Studio album by Whitney
- Released: November 7, 2025
- Recorded: Mid-2024
- Length: 35:55
- Label: AWAL
- Producer: Whitney

Whitney chronology
| Spark (2022) | Small Talk (2025) |  |

Singles from Small Talk
- "Darling" Released: May 28, 2025; "Dandelions" Released: July 16, 2025; "Back to the Wind" Released: September 10, 2025; "Damage" Released: October 8, 2025; "Evangeline" Released: November 4, 2025;

= Small Talk (Whitney album) =

Small Talk is the fourth studio album by American indie rock band Whitney, released on November 7, 2025, on AWAL.

==Background==
The album was recorded in mid-2024 and produced by the duo, Julien Ehrlich and Max Kakacek. On May 28, 2025, Whitney released the single "Darling", their first new music since 2023. On July 16, 2025, they released the single "Dandelions" and announced their upcoming fifth studio album, the follow-up to 2022's Spark.

==Critical reception==

Dylan Weinert of Newcity called Small Talk "a masterpiece." Luke Winstanley of The Line of Best Fit gave the album an 8/10, writing, "when Whitney are operating in this ecstatic sphere of glorious, glacial sounds of the late 60s and early 70s, they’re nothing short of irresistible." However, Grace Robins-Somerville of Pitchfork called the album "the most anonymous, uninspiring music you can possibly imagine."

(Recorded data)

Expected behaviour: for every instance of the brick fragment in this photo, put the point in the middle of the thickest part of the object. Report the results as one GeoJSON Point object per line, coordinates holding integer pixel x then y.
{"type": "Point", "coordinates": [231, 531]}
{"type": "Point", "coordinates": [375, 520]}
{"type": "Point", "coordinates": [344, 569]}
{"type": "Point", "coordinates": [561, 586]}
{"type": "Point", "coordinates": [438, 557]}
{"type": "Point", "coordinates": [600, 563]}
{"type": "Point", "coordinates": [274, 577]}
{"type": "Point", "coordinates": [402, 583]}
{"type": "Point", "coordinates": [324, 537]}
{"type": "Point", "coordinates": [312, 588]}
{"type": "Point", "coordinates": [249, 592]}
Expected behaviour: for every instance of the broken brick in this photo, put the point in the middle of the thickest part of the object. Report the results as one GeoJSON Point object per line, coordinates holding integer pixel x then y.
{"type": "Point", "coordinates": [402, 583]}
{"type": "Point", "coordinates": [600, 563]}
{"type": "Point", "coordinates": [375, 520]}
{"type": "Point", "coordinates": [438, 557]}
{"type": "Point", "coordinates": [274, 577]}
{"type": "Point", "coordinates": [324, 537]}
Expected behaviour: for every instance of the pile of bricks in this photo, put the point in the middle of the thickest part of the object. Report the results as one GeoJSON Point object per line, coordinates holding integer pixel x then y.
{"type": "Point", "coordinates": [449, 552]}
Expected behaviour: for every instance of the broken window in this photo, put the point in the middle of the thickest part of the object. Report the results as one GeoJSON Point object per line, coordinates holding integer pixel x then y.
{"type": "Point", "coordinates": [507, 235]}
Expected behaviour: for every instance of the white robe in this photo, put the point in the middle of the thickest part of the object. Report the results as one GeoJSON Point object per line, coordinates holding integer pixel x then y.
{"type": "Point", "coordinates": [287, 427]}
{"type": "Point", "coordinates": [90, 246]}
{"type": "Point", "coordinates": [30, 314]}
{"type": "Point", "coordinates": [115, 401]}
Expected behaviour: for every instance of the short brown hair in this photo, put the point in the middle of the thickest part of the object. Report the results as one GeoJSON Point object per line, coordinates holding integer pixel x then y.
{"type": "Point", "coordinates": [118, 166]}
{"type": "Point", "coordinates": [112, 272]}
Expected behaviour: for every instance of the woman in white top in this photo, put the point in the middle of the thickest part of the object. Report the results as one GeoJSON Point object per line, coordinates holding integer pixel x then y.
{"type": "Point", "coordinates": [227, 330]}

| STATED TASK 1 |
According to the Small Talk album article, which publication did the critic who called the album "a masterpiece" write for?
| STATED TASK 2 |
Echo the part of the Small Talk album article starting at "Singles from Small" and ending at "to 2022's Spark.".

| TASK ANSWER 1 |
Newcity

| TASK ANSWER 2 |
Singles from Small Talk
- "Darling" Released: May 28, 2025; "Dandelions" Released: July 16, 2025; "Back to the Wind" Released: September 10, 2025; "Damage" Released: October 8, 2025; "Evangeline" Released: November 4, 2025;

= Small Talk (Whitney album) =

Small Talk is the fourth studio album by American indie rock band Whitney, released on November 7, 2025, on AWAL.

==Background==
The album was recorded in mid-2024 and produced by the duo, Julien Ehrlich and Max Kakacek. On May 28, 2025, Whitney released the single "Darling", their first new music since 2023. On July 16, 2025, they released the single "Dandelions" and announced their upcoming fifth studio album, the follow-up to 2022's Spark.